Aim of the exercise: Each record that follows is to be duplicated exactly, though its pictures are not.

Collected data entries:
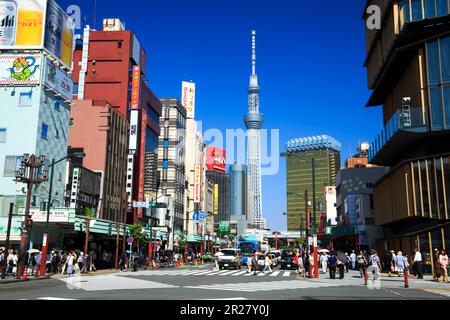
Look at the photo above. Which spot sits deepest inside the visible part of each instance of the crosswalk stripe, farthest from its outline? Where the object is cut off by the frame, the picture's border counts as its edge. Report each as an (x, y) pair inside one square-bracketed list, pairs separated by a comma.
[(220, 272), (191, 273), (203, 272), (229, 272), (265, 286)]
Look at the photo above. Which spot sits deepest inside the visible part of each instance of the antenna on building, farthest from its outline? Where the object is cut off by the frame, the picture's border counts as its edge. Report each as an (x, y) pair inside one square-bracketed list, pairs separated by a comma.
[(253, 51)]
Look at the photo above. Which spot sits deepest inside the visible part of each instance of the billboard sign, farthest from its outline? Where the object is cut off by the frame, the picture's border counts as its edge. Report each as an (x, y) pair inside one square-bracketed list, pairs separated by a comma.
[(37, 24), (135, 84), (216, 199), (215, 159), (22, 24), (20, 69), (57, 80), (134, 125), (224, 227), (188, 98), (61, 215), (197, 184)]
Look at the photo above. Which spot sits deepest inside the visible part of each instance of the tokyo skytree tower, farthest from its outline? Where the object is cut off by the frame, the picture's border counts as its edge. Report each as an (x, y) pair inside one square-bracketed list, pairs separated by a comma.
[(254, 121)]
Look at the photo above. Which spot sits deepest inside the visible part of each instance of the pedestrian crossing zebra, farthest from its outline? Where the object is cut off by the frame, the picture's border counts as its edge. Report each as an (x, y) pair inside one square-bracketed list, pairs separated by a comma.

Answer space:
Look at the photo above. Which spot sits deepest inside the visible part of each instance of the crosswalk stripe, farthest from its outline? Where the object is cut off by the frame, the picture's border counts as its edge. Report each as an (x, y) pair inside one square-bracketed list, pairs separated by a comma.
[(220, 272), (191, 273), (203, 272), (229, 272), (265, 286)]
Look at the photo above. Which spot sits deepest inside the visible part of each instance of the antenna on building, farthest from its outline? Where the object is cut off by the frame, the picture's border counts as its edge. Report each as an (x, y) pair inside one square-bracketed list, pairs separated by a comma.
[(253, 51)]
Look at the photo above. Which spot sits deepest inside the visible part of each instance of the billboard sign, farthest from its outline? Where the object is cut off by the frame, the picture's border counts as its edge. Report each as an (x, y) pair inside one square-bracketed list, pairs separated by a comma.
[(37, 24), (135, 84), (216, 199), (215, 159), (22, 24), (20, 69), (57, 80), (134, 125), (224, 227), (188, 98), (61, 215), (197, 184)]
Look at the photo above. Which spot sits deepest inside the visible part of each instance of the tokyo skytree tower, farthest from its outline? Where the object is cut off by the frame, the picture's border counts as its edge. Report each as an (x, y) pair inside one square-bracketed list, pairs separated by a comma.
[(254, 121)]
Look at the photo above. Which spot sits deepest inside the visible part of each instance of the pedestrian crossing zebra, farthest from its outline? Where the object is cut off by the frame, the picture's border counts as its edge. Report each as an (x, y) pair inside one square-bracketed list, pairs separated by a comma.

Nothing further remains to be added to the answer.